▶ **DOCUMENT TEXT**
────
Categorical Encoding#

class CategoricalEncodingPreprocessor(method: str = 'label', cutoffs: List[float] | None = None, **kwargs)[source]#

Bases: BasePreprocessor

Preprocessor for categorical feature encoding.

Supports multiple encoding strategies including ordinal, one-hot, label, cyclic, and threshold encoding. Can encode both features and target variables based on configuration.

Parameters:
methodstr or dict, default=”label”

Encoding method: “ordinal”, “onehot”, “label”, “cyclic”, or “threshold” Or dict mapping column names to methods: {“col1”: “ordinal”, “col2”: “onehot”} If a target feature name matches a key in the dict, it will be encoded.

cutoffslist, optional

For threshold encoding: list of cutoff values to create bins. Example: [20, 40] creates bins: <20=0, 20-40=1, >40=2

Attributes:
encodersdict

Dictionary mapping feature names to their fitted encoder objects

target_encoderobject or None

Encoder for target variable if target name matches method dict

is_fittedbool

Whether the preprocessor has been fitted

Notes

The preprocessor supports various encoding strategies: - Ordinal: Maps categories to integers - One-hot: Creates binary columns for each category - Label: Maps categories to integers (for single column) - Cyclic: Creates sin/cos features for cyclical data - Threshold: Bins continuous values into categories

Examples

Label encoding for all categorical features:
>>> preprocessor = CategoricalEncodingPreprocessor(method="label")
One-hot encoding for all categorical features:
>>> preprocessor = CategoricalEncodingPreprocessor(method="onehot")
Mixed encoding strategies:
>>> preprocessor = CategoricalEncodingPreprocessor(
...     method={"category1": "onehot", "category2": "ordinal"}
... )
Threshold encoding with custom cutoffs:
>>> preprocessor = CategoricalEncodingPreprocessor(
...     method="threshold", cutoffs=[20, 40, 60]
... )
export_params() Dict[str, Any][source]#

Export parameters for serialization.

Returns:
Dict[str, Any]

Dictionary containing all parameters

fit(X: DataFrame, y: Series | None = None, categorical_features: List[str] | None = None) CategoricalEncodingPreprocessor[source]#

Fit the encoders to the data.
────
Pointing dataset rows

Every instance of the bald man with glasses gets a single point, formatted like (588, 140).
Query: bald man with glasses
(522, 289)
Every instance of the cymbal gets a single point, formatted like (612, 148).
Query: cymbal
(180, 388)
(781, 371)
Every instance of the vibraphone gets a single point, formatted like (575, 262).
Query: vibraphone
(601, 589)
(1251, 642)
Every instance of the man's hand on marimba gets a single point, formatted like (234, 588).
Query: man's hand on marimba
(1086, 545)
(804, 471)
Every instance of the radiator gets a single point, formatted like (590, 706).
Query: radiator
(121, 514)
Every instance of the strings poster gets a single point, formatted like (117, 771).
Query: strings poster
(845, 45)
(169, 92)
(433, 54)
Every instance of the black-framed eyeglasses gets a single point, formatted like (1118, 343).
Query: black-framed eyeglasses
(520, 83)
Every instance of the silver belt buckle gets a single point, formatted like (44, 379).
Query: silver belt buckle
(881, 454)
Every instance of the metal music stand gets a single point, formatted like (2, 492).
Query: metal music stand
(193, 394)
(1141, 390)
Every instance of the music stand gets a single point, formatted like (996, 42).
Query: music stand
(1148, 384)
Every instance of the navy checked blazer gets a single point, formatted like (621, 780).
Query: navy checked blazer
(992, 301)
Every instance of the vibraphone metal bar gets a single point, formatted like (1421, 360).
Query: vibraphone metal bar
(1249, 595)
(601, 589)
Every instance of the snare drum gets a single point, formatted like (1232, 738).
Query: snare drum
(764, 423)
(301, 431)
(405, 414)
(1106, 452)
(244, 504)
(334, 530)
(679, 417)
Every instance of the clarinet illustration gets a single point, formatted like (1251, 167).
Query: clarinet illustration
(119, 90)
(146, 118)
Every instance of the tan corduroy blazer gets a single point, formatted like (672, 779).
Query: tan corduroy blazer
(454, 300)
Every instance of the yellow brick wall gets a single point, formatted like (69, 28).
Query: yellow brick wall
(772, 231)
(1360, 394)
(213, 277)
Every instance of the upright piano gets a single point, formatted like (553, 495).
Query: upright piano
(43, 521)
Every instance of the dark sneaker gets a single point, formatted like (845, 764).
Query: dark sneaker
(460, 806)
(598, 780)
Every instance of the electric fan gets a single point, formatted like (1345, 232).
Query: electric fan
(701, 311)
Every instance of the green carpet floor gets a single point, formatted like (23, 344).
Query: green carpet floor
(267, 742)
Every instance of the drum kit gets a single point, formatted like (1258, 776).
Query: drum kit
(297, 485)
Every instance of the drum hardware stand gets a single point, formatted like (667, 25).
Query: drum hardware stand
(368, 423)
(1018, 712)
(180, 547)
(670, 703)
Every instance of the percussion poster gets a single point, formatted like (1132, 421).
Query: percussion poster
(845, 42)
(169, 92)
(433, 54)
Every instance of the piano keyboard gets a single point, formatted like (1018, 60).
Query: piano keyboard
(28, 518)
────
▶ **TASKS TO PERFORM**
A. List every encoding method that the categorical encoding documentation names as a possible value for the method parameter.
B. Please edit the rows starting at the one that contains "Every instance of the green" and ending at the last row, replacing "poster" with "banner" and leaving everything else unchanged.

▶ **EXPECTED RESPONSES**
A. ordinal, onehot, label, cyclic, threshold

B.
Every instance of the green carpet floor gets a single point, formatted like (23, 344).
Query: green carpet floor
(267, 742)
Every instance of the drum kit gets a single point, formatted like (1258, 776).
Query: drum kit
(297, 485)
Every instance of the drum hardware stand gets a single point, formatted like (667, 25).
Query: drum hardware stand
(368, 423)
(1018, 712)
(180, 547)
(670, 703)
Every instance of the percussion banner gets a single point, formatted like (1132, 421).
Query: percussion banner
(845, 42)
(169, 92)
(433, 54)
Every instance of the piano keyboard gets a single point, formatted like (1018, 60).
Query: piano keyboard
(28, 518)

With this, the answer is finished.